READING TEXT -
──────────

You need to do a dry build to find out. Have built a few turbo motors with this combo using a spacer plate. Give it a go but think the comp will still be low. There is a thread about this some where, do a search. 

Posted

the wrist pin to top of piston dimensions vary  when comparing the busa  to the oil cooled 1127/1157 pistons......  the recessed dish on the busa piston adds to the lower comp ratio . the oil cooled 1127/1157 rods are 117mm and the busa 119.5 .....all share the same big and small ends at 41/20 . As Clive stated above , best to dry build and check your measurements.... so even when you achieve “0” deck height and proper .035-.040 squish with the busa combo .... the comp ratio will still be somewhat low compared to the 1127 and slightly lower comp 1157 .

Posted
1 hour ago, Gixer1460 said:

You'll need a spacer as with the longer rods the pistons pop out of the barrels - though that would be obvious?

so why use busa rods why dont i just keep the standard ?

Posted

busa rods are stronger than std gsf/ gsxr rods.... usualy a choice made by the builder when a turbo or n20 is on the menu .  dropping the pistons on the std rods will net you low 8’s on the comp figures.... not really a performance upgrade if going NA .... 

Posted
1 hour ago, no class said:

busa rods are stronger than std gsf/ gsxr rods.... usualy a choice made by the builder when a turbo or n20 is on the menu .  dropping the pistons on the std rods will net you low 8’s on the comp figures.... not really a performance upgrade if going NA .... 

yeah i get this but the busa  rod is roughly the same difference as the piston difference so should cancel each other out the only reason i see from fitting a spacer with both gen 1 rods and pistons is to drop compression which i dont want :-)

──────────

AIM - Repeat everything in the engine-building thread from "the wrist pin" down to "would be obvious?", word for word.

PROVIDED RECORDS -
──────────

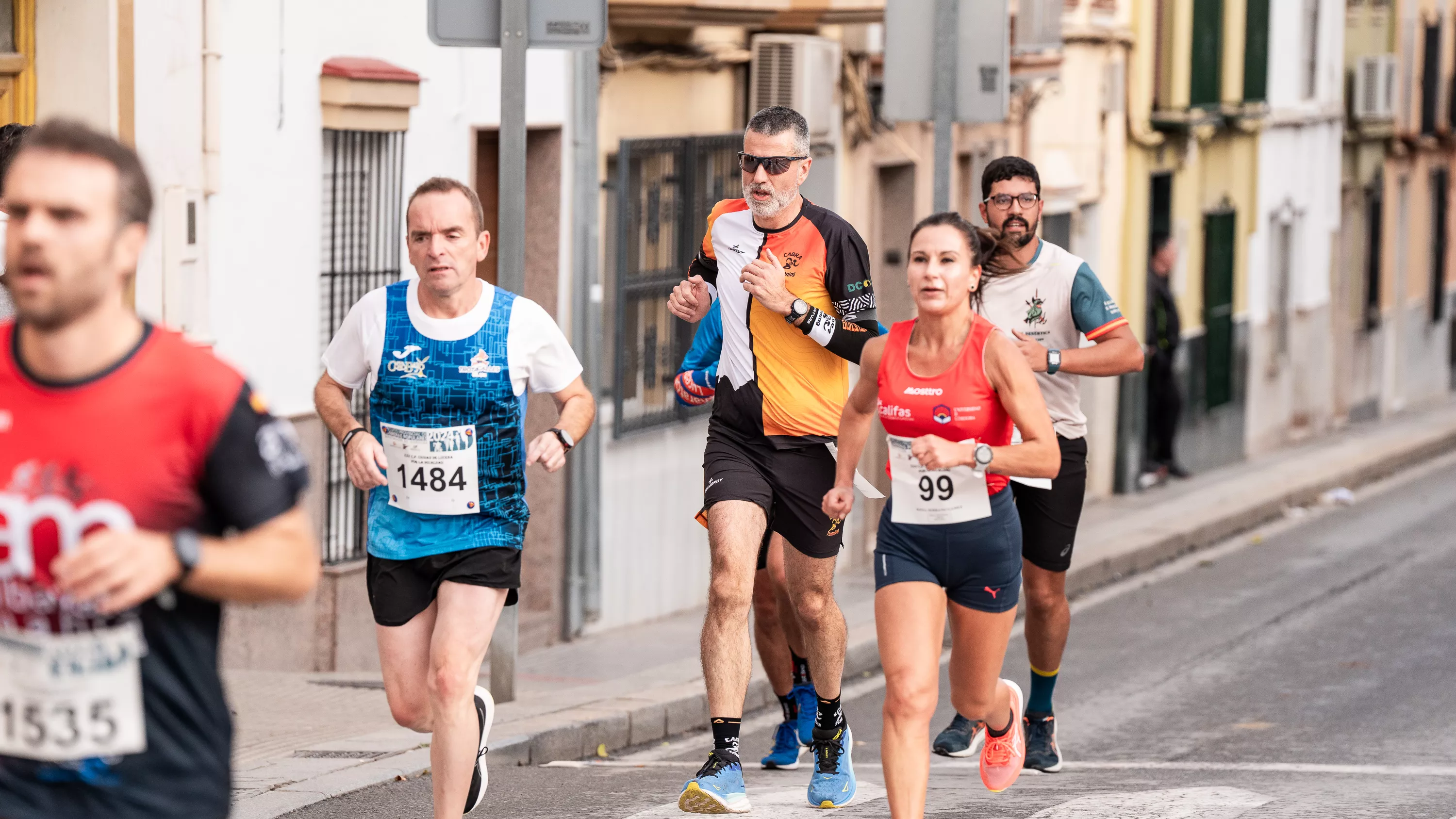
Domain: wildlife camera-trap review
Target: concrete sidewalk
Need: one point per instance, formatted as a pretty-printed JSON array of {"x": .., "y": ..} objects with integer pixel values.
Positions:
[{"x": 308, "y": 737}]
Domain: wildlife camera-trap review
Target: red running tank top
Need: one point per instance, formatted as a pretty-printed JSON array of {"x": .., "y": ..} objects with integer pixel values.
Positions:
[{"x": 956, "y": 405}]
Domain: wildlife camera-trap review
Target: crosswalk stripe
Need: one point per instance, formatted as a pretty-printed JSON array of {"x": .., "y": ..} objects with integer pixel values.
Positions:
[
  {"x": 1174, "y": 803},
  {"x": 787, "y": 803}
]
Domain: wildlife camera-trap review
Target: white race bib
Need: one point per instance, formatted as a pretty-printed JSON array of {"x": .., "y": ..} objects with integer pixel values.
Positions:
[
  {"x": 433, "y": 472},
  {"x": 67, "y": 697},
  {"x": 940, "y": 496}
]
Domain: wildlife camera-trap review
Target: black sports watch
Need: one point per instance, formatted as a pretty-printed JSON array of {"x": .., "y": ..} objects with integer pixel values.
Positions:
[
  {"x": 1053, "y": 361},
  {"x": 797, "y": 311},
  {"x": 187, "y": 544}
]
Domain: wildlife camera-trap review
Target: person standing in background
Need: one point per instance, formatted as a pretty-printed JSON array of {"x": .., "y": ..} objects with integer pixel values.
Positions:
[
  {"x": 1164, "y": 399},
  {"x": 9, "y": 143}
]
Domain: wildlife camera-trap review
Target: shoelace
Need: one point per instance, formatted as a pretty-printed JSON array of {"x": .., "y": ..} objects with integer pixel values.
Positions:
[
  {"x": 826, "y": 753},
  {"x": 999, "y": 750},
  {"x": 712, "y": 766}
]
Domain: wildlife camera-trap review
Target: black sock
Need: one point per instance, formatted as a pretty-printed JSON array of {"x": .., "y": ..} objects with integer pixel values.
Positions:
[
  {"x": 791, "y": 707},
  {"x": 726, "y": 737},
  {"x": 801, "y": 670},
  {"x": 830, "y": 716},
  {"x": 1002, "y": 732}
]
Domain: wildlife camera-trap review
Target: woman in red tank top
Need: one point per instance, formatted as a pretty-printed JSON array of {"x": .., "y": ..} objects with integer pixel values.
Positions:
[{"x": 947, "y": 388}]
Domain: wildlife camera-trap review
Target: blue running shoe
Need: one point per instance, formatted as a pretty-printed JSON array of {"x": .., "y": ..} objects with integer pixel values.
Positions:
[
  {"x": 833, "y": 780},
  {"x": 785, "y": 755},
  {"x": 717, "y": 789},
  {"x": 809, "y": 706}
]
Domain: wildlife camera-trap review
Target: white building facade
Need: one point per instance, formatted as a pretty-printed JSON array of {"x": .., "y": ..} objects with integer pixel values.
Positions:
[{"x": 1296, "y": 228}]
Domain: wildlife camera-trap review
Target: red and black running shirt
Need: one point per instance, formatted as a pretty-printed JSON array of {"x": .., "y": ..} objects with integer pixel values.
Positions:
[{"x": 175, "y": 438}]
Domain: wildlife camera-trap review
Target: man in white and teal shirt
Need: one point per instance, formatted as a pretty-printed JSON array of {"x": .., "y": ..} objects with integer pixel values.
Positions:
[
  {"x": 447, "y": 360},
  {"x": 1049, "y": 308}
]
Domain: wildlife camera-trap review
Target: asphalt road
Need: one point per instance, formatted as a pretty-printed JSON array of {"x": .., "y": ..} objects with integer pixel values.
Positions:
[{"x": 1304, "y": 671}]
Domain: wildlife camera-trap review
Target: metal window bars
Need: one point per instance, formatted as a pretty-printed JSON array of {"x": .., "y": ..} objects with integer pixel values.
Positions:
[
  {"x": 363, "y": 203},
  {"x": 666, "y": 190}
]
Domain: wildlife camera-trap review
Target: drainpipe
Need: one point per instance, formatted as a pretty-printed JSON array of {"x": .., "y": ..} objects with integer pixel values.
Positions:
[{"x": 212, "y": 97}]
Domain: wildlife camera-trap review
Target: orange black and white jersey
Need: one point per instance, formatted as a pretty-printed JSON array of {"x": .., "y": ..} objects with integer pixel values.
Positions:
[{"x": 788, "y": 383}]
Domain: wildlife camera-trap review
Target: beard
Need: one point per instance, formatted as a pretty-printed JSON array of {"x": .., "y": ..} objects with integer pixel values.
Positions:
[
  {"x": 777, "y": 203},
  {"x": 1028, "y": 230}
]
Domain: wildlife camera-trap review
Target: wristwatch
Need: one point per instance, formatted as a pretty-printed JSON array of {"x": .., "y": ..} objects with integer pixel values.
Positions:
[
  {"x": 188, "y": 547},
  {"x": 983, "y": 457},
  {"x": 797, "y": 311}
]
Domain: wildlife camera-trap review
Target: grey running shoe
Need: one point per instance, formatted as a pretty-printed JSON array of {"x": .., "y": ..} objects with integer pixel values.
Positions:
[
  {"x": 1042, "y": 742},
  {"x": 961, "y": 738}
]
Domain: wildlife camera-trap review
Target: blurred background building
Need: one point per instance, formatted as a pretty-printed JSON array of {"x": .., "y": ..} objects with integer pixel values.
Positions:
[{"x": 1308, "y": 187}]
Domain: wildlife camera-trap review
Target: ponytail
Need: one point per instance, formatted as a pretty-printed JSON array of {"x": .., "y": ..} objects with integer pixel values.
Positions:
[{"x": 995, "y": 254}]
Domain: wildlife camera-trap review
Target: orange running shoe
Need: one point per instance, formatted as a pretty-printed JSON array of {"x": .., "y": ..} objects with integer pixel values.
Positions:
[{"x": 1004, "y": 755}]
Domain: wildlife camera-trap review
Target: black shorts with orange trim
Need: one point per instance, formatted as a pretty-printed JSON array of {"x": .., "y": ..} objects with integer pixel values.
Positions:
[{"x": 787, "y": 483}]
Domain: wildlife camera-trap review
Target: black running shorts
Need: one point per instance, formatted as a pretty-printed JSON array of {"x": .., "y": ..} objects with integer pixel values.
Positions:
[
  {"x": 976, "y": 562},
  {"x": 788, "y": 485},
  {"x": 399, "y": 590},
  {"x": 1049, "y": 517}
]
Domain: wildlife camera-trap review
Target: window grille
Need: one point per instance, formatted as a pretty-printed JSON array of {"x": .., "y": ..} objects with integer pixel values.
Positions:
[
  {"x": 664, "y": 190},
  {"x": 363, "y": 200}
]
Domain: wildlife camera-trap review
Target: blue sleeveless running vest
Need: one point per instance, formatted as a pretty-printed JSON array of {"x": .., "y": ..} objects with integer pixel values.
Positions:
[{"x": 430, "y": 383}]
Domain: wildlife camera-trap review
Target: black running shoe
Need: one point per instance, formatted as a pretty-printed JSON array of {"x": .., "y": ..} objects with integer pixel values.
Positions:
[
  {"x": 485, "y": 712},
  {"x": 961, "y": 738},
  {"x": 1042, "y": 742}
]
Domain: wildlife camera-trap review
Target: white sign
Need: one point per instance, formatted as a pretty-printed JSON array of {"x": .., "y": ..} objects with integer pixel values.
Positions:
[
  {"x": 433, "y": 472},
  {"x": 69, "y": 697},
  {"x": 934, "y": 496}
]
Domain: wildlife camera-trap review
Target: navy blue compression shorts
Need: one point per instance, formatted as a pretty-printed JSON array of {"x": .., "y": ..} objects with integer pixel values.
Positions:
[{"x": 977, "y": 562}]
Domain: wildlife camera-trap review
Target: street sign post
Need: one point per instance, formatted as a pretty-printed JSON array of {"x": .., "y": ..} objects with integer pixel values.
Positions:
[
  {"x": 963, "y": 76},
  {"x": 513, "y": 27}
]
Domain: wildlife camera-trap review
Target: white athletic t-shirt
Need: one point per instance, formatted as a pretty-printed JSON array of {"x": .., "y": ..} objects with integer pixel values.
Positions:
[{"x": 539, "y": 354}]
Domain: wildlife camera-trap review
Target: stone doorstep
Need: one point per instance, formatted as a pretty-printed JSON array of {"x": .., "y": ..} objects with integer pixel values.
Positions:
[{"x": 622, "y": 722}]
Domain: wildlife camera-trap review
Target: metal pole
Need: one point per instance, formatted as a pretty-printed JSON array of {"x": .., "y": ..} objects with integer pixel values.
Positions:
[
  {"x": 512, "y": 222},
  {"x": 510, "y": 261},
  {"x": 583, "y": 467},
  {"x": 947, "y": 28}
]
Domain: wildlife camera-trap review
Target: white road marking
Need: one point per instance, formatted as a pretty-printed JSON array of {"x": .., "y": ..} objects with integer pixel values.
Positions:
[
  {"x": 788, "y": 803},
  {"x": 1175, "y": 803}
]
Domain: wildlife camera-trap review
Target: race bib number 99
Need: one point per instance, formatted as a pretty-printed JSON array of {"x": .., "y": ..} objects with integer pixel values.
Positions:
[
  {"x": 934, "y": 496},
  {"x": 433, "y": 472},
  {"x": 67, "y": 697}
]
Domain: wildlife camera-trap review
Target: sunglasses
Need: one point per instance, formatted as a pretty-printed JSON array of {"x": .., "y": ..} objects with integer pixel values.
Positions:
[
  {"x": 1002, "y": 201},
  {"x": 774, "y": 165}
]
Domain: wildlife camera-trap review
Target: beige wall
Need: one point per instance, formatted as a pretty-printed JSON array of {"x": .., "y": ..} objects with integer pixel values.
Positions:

──────────

RESULT OF THIS EXERCISE -
the wrist pin to top of piston dimensions vary  when comparing the busa  to the oil cooled 1127/1157 pistons......  the recessed dish on the busa piston adds to the lower comp ratio . the oil cooled 1127/1157 rods are 117mm and the busa 119.5 .....all share the same big and small ends at 41/20 . As Clive stated above , best to dry build and check your measurements.... so even when you achieve “0” deck height and proper .035-.040 squish with the busa combo .... the comp ratio will still be somewhat low compared to the 1127 and slightly lower comp 1157 .

Posted
1 hour ago, Gixer1460 said:

You'll need a spacer as with the longer rods the pistons pop out of the barrels - though that would be obvious?